* START EXTRACTED MATERIAL *
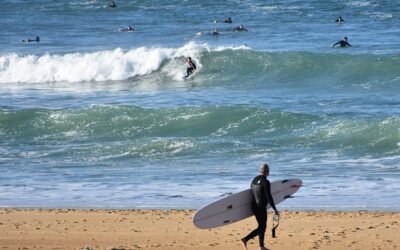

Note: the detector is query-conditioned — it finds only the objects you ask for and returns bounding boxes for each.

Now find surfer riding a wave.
[185,57,196,78]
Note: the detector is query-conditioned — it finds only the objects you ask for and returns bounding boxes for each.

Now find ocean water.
[0,0,400,211]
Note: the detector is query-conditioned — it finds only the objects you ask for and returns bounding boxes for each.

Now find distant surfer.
[224,17,232,23]
[232,24,248,32]
[120,25,135,32]
[335,16,344,23]
[21,36,40,43]
[185,57,196,78]
[240,163,279,250]
[332,36,351,48]
[211,29,219,36]
[108,1,117,8]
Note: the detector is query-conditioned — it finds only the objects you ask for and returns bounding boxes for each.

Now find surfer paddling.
[240,163,279,250]
[185,57,196,78]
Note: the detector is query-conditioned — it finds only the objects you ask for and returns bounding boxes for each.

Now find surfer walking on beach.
[240,163,279,250]
[185,57,196,78]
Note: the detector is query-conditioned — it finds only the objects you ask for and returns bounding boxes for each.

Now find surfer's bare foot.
[240,239,247,250]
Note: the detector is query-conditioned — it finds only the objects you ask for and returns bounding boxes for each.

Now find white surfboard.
[193,179,303,229]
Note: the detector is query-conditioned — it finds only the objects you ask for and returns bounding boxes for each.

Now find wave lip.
[0,42,209,83]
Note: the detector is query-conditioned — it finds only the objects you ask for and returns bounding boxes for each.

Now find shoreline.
[0,208,400,250]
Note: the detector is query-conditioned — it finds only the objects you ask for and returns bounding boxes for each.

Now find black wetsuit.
[243,175,276,247]
[186,61,196,77]
[332,40,351,47]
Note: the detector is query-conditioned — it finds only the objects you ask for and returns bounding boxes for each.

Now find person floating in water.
[232,24,247,32]
[211,29,219,36]
[21,36,40,43]
[108,1,117,8]
[120,25,135,32]
[240,163,279,250]
[335,16,344,23]
[224,17,232,23]
[185,57,196,78]
[332,36,351,48]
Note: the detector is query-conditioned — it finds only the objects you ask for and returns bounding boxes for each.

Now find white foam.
[0,42,247,83]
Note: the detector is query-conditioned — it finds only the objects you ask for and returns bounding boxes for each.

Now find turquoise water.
[0,0,400,211]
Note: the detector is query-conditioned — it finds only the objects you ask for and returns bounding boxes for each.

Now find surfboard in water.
[193,179,303,229]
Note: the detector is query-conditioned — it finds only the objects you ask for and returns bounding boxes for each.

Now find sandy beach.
[0,209,400,250]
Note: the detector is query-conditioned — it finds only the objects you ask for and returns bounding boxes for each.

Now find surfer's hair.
[260,163,269,174]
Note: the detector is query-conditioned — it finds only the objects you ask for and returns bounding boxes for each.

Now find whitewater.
[0,0,400,211]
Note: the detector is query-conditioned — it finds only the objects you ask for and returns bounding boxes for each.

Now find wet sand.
[0,208,400,250]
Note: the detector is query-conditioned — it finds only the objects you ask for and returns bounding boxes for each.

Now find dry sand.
[0,209,400,250]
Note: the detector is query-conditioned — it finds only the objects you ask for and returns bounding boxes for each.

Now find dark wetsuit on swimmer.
[22,36,40,43]
[332,37,351,47]
[242,175,276,247]
[185,57,196,78]
[224,17,232,23]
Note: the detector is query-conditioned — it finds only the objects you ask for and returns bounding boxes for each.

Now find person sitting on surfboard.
[332,36,351,48]
[211,29,219,36]
[224,17,232,23]
[185,57,196,78]
[120,25,135,32]
[108,1,117,8]
[232,24,247,32]
[21,36,40,43]
[240,163,279,250]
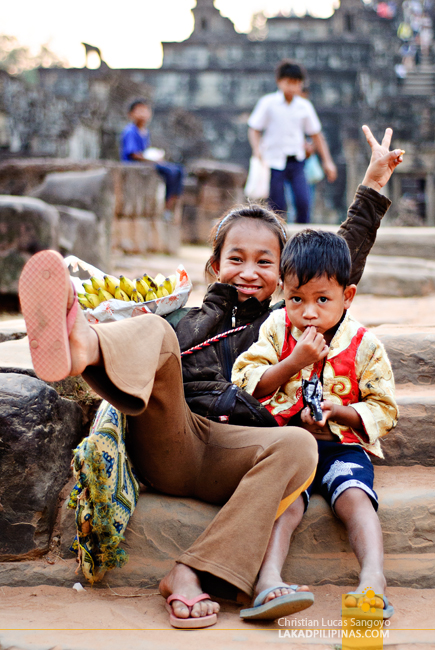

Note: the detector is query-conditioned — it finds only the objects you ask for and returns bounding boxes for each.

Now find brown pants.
[83,314,317,594]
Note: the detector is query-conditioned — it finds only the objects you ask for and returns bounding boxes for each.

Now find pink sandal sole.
[165,594,217,630]
[18,250,77,381]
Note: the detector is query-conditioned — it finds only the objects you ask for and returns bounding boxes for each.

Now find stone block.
[115,162,165,218]
[0,373,82,561]
[56,205,107,271]
[358,255,435,298]
[32,169,115,273]
[372,384,435,467]
[0,195,59,294]
[0,318,26,343]
[372,325,435,386]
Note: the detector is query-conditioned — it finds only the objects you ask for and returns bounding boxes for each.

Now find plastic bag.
[245,156,270,199]
[65,255,192,323]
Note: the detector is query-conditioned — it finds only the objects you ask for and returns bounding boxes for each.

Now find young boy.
[121,99,184,213]
[232,230,398,618]
[248,59,337,223]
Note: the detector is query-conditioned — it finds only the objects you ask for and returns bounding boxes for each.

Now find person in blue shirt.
[121,99,184,212]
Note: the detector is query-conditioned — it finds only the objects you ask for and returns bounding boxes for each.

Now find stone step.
[373,384,435,467]
[371,325,435,386]
[48,466,435,588]
[358,255,435,298]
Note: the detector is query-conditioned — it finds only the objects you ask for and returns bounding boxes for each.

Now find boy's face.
[284,275,356,334]
[129,104,153,127]
[276,77,304,100]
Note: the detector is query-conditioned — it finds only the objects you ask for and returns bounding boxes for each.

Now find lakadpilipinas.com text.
[277,618,390,640]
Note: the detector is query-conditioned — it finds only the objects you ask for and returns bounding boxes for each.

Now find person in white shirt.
[248,59,337,223]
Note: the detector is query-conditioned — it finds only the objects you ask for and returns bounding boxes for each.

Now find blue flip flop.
[240,585,314,621]
[346,591,394,621]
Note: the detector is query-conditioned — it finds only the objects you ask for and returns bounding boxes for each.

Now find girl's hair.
[205,203,287,282]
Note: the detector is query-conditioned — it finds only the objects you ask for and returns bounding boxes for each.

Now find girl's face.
[213,219,281,302]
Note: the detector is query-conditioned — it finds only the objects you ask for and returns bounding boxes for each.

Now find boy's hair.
[128,97,151,113]
[205,203,287,281]
[281,228,352,289]
[276,59,306,81]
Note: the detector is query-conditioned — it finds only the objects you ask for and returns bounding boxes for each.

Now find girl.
[20,127,401,627]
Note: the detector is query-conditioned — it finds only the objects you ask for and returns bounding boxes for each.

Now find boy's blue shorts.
[302,440,378,510]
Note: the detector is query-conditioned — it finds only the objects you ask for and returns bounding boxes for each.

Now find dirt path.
[0,585,435,650]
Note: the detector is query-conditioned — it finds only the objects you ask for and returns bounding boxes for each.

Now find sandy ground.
[0,585,435,650]
[0,246,435,650]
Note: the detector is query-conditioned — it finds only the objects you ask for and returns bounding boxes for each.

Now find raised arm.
[338,126,404,284]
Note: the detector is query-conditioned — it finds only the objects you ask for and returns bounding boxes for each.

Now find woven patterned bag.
[68,401,139,584]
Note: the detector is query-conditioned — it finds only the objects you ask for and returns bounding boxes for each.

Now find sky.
[0,0,337,68]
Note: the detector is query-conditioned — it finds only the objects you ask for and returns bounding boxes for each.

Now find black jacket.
[168,186,390,426]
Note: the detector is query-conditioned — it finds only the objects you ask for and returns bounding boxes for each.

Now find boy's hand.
[362,125,405,192]
[301,399,336,429]
[290,327,329,369]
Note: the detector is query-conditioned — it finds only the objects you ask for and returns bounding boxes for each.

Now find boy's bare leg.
[335,488,387,594]
[254,496,309,603]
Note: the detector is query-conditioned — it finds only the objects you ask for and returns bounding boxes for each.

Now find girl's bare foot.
[159,564,220,618]
[254,571,310,603]
[67,285,101,376]
[19,250,100,381]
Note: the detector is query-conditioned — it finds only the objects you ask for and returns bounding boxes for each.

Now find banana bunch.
[77,273,176,309]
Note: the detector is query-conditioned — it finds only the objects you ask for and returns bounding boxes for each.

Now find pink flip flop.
[166,594,217,630]
[18,250,77,381]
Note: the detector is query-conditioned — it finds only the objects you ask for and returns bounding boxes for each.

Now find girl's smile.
[214,219,281,302]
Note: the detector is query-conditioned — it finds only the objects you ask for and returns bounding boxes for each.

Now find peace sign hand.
[362,125,405,192]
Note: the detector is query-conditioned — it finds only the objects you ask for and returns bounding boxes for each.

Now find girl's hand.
[290,327,329,369]
[362,125,405,192]
[301,399,336,433]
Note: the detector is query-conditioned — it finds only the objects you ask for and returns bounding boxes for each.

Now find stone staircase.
[401,58,435,97]
[0,318,435,589]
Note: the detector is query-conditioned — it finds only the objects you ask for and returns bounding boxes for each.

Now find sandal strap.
[66,283,79,336]
[166,594,210,607]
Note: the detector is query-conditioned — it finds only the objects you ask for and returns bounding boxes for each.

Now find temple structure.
[0,0,435,225]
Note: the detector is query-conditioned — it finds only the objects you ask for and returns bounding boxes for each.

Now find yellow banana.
[156,284,169,298]
[82,282,97,296]
[104,275,119,296]
[86,293,101,309]
[143,273,157,291]
[130,289,145,302]
[161,278,173,295]
[91,275,104,291]
[77,294,92,309]
[119,275,136,297]
[115,287,130,302]
[154,273,165,286]
[136,278,150,296]
[98,289,113,302]
[168,275,177,293]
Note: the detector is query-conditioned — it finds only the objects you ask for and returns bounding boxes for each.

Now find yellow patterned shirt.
[231,309,398,458]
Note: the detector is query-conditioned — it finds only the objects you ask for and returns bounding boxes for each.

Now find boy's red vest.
[265,313,368,444]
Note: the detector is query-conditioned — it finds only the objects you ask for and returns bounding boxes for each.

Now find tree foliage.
[0,34,66,75]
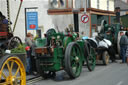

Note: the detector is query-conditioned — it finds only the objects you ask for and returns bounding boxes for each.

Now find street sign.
[26,12,38,30]
[81,14,89,23]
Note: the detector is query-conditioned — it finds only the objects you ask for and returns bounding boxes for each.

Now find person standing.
[25,33,32,74]
[125,31,128,65]
[119,32,128,63]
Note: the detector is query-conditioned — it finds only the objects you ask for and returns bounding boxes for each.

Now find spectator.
[119,32,128,63]
[25,33,32,74]
[125,31,128,65]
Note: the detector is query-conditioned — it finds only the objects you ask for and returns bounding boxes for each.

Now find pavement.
[27,60,128,85]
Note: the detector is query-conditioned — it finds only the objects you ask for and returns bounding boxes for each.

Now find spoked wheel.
[85,41,96,71]
[36,59,56,79]
[0,56,26,85]
[8,36,22,49]
[102,51,110,65]
[64,42,82,79]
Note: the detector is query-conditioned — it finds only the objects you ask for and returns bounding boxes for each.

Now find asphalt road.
[27,61,128,85]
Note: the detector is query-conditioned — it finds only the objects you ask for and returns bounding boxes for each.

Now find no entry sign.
[81,14,89,23]
[26,12,38,30]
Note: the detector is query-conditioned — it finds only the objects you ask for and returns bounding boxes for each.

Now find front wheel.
[0,55,26,85]
[102,51,110,65]
[84,41,96,71]
[64,42,82,79]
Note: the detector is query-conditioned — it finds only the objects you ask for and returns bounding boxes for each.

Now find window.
[97,0,100,9]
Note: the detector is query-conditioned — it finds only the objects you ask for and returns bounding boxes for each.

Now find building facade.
[48,0,115,36]
[0,0,115,40]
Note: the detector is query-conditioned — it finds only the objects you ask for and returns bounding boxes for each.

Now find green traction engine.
[35,29,96,79]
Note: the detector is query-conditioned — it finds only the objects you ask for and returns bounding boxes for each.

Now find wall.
[0,0,54,41]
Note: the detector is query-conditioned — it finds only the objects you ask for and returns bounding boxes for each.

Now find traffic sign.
[81,14,89,23]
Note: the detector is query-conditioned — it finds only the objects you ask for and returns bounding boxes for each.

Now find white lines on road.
[116,81,123,85]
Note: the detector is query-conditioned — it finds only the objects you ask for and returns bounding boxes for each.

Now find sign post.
[25,7,38,35]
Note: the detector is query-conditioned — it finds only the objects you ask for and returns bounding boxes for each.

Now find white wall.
[0,0,90,41]
[109,0,115,11]
[0,0,54,40]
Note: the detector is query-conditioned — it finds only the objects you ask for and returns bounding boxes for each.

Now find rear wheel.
[85,41,96,71]
[102,51,110,65]
[64,42,82,79]
[36,59,56,79]
[0,56,26,85]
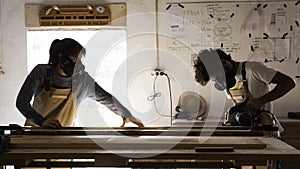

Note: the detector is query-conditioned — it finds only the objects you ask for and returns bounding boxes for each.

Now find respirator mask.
[60,58,84,77]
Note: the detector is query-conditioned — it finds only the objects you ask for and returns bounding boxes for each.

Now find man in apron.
[194,49,296,169]
[194,49,295,128]
[16,38,144,128]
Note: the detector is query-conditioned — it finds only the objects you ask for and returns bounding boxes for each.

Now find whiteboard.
[159,1,300,63]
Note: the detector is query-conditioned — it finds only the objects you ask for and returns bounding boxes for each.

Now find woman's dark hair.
[49,38,86,66]
[194,49,232,86]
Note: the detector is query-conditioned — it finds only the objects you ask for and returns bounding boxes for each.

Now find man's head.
[194,49,235,90]
[49,38,86,76]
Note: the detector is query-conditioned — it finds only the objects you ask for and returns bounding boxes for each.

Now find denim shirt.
[16,64,133,126]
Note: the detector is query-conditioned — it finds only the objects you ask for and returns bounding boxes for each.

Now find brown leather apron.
[227,81,252,104]
[25,87,76,127]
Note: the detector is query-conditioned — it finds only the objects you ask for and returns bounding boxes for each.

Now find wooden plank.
[10,136,266,150]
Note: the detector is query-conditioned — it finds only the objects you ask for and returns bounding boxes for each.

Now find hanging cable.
[147,72,173,125]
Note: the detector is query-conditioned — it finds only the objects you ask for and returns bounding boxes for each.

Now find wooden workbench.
[0,128,300,168]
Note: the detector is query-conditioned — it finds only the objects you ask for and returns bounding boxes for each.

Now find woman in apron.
[16,38,144,128]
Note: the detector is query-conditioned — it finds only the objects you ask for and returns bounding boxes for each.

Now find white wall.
[0,0,300,125]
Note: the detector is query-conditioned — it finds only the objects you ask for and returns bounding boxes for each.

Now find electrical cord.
[147,72,173,125]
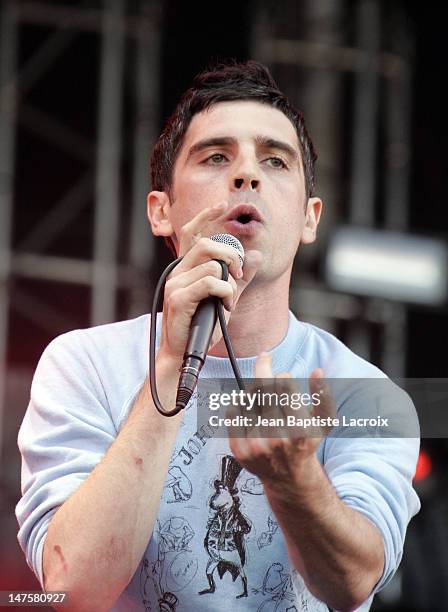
* END EXTRACTED MATERIAL *
Pull out each line of the data above that contains the word "beach".

- [THE OUTPUT]:
Now find surfer walking on beach.
Now find sandy beach.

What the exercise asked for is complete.